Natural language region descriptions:
►

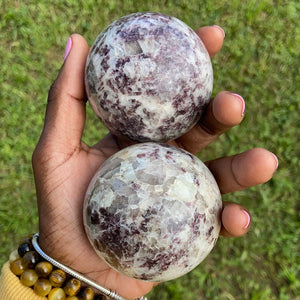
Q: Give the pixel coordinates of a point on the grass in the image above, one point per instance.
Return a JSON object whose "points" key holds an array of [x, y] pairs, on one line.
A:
{"points": [[259, 60]]}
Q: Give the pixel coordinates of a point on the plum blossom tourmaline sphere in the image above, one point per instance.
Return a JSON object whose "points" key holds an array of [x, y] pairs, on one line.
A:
{"points": [[152, 212], [148, 77]]}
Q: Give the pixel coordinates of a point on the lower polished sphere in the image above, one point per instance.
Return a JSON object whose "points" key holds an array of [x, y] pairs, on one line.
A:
{"points": [[152, 212]]}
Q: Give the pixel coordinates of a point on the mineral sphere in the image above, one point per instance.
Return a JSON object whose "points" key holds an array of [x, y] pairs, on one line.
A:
{"points": [[152, 212], [148, 77]]}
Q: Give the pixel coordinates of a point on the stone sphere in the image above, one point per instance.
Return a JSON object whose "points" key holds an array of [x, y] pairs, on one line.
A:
{"points": [[148, 77], [152, 212]]}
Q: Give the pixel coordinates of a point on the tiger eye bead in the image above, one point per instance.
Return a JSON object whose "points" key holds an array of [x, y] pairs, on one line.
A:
{"points": [[43, 269], [57, 278], [29, 278], [17, 266], [87, 294], [57, 294], [42, 287], [30, 259], [72, 287]]}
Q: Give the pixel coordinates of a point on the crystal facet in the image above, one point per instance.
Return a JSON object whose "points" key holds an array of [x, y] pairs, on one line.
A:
{"points": [[152, 211], [148, 77]]}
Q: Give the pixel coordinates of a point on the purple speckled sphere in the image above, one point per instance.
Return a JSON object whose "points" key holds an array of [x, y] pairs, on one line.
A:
{"points": [[148, 77], [152, 212]]}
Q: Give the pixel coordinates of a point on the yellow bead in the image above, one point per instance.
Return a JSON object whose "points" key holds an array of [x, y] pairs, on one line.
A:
{"points": [[17, 266], [57, 294], [29, 277], [42, 287], [72, 287], [43, 269], [87, 294], [57, 278]]}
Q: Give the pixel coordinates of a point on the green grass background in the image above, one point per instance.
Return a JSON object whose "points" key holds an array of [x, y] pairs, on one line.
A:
{"points": [[259, 60]]}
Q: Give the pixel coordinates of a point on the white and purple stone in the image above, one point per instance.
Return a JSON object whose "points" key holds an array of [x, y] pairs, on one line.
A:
{"points": [[152, 212], [148, 77]]}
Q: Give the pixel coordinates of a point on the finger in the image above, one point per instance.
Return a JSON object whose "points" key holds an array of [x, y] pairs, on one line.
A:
{"points": [[243, 170], [236, 220], [212, 37], [224, 111], [65, 114]]}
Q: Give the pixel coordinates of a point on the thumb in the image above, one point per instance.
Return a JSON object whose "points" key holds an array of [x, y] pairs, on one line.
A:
{"points": [[65, 113]]}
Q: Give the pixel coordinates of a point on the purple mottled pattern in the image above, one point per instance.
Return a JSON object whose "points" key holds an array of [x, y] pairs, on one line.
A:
{"points": [[152, 212], [149, 77]]}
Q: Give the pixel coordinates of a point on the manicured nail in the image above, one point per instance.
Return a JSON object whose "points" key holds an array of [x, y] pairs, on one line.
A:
{"points": [[220, 29], [241, 99], [68, 48], [276, 160], [248, 219]]}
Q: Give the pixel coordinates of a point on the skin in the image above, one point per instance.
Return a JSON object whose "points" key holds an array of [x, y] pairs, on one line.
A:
{"points": [[64, 165]]}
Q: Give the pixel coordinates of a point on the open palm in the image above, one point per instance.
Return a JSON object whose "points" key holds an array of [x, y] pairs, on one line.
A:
{"points": [[64, 165]]}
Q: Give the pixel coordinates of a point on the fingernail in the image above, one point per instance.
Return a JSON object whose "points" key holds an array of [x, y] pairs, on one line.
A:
{"points": [[220, 29], [241, 99], [276, 160], [248, 219], [68, 48]]}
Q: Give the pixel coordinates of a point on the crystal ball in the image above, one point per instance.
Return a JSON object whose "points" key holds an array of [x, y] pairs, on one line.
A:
{"points": [[152, 212], [148, 77]]}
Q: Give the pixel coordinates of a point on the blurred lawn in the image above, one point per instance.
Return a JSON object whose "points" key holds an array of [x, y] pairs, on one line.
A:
{"points": [[259, 60]]}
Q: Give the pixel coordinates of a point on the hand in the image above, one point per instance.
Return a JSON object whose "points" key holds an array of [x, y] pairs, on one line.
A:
{"points": [[64, 165]]}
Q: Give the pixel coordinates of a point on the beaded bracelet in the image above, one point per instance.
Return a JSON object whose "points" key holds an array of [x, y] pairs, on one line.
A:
{"points": [[51, 279]]}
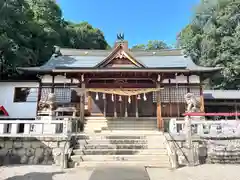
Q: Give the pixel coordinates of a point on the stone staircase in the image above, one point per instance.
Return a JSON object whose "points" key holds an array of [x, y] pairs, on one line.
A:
{"points": [[97, 124], [120, 145]]}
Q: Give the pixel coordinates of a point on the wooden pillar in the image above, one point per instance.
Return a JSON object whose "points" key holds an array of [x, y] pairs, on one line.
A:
{"points": [[188, 84], [159, 111], [202, 99], [39, 95], [126, 104], [236, 109], [115, 106], [52, 85], [136, 107], [105, 105], [82, 99]]}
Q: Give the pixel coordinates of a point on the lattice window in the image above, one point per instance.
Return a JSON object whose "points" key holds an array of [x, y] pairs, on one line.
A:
{"points": [[25, 94], [154, 94], [44, 93], [165, 94], [63, 94], [195, 91], [177, 94]]}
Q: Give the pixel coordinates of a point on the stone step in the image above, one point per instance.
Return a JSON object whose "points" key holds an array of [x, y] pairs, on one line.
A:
{"points": [[122, 134], [112, 146], [114, 141], [161, 158], [110, 128], [120, 118], [119, 152], [93, 164], [120, 122]]}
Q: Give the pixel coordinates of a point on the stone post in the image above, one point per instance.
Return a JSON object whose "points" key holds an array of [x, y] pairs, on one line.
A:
{"points": [[189, 142]]}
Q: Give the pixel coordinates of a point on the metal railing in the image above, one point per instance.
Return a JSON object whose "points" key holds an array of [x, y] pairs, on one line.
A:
{"points": [[42, 126], [201, 127]]}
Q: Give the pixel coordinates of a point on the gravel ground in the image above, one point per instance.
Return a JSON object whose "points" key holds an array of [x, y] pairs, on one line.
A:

◄

WORK TO COMPLETE:
Search the data for "stone". Copy every matching line.

YOUR RESPONSE:
Q: Give the pixel coordinates of a point on the stone sphere in the image above, one point per instance.
Q: Give the pixel coordinates of a point on the white and purple stone in the image above, one point per instance.
Q: Give the pixel coordinates of a point on the stone staircase in the image above, one point per instance.
Q: Give the pixel coordinates of a point on the stone step in the image above, one point per instance.
Q: Give the pixel coordinates of a point on the stone post in the image above, one point per instance.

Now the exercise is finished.